→ How to complete this task: Please write out all of the data below exactly, without including the pictures.

→ Source material:
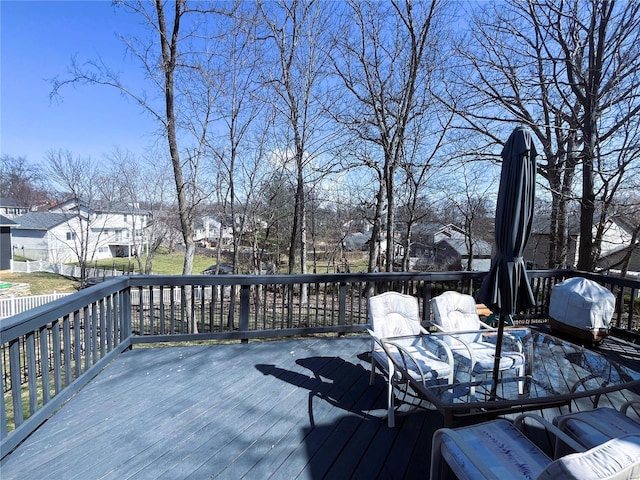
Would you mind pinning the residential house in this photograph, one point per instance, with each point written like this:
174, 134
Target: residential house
46, 236
435, 246
73, 228
9, 208
209, 229
6, 249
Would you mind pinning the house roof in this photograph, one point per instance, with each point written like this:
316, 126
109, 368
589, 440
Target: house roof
8, 202
480, 247
541, 225
100, 207
6, 222
40, 220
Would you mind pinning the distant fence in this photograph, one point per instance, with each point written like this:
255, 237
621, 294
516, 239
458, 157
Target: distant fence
14, 305
62, 269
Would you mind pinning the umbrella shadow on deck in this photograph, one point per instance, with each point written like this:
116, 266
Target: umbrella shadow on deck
338, 382
347, 435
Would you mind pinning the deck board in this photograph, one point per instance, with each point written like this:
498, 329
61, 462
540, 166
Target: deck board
281, 409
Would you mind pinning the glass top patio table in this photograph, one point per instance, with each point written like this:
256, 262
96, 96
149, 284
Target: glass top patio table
556, 372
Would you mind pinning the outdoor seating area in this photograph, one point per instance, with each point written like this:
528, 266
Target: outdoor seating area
292, 408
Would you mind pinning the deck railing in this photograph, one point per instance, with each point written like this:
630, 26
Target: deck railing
50, 352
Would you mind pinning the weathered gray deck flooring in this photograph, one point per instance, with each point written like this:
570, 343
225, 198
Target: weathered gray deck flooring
281, 409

→ Response box:
Would you mind pinning the residential house in this photograph, one point per instance, with each point written like this:
174, 134
Target: residential house
46, 236
435, 246
73, 228
9, 208
209, 229
6, 249
Would you mind pinning the house roof in this photograph, one point per instance, with each point written like this:
316, 126
109, 368
589, 440
Target: house roof
8, 202
480, 247
541, 225
100, 207
6, 222
40, 220
Would you mind pinning the distant fence in this photograph, one point per instance, with each point written like this:
255, 237
621, 294
516, 239
458, 157
Target: distant fence
14, 305
62, 269
Would you mind pinning the umbrella shadow on deck in this photograph, one point per instance, with each point written like this:
116, 266
Target: umbrella shadow on deck
338, 382
347, 435
Would you mind pinning the deck board in this photograph, one point per instance, with each point written like this:
498, 329
61, 462
540, 166
Target: deck board
281, 409
Would you mind pinning the glass top patio table in this photograph, one point per instance, with each point written like this:
256, 262
96, 96
149, 284
Target: glass top patio table
556, 372
Would you mind pinning the outdoor seating area in this photograph, one point per instance, with each point written like this:
528, 266
Target: outdoor seating area
292, 408
Would you mind pinning the deck railing in this photograph, one point per instance, with each point written like this:
630, 26
Target: deck railing
50, 352
Would you mind pinning the weathered gray deck flooring in this photograph, one point per instance, with each point written like this:
570, 343
225, 198
Target: weathered gray deck flooring
281, 409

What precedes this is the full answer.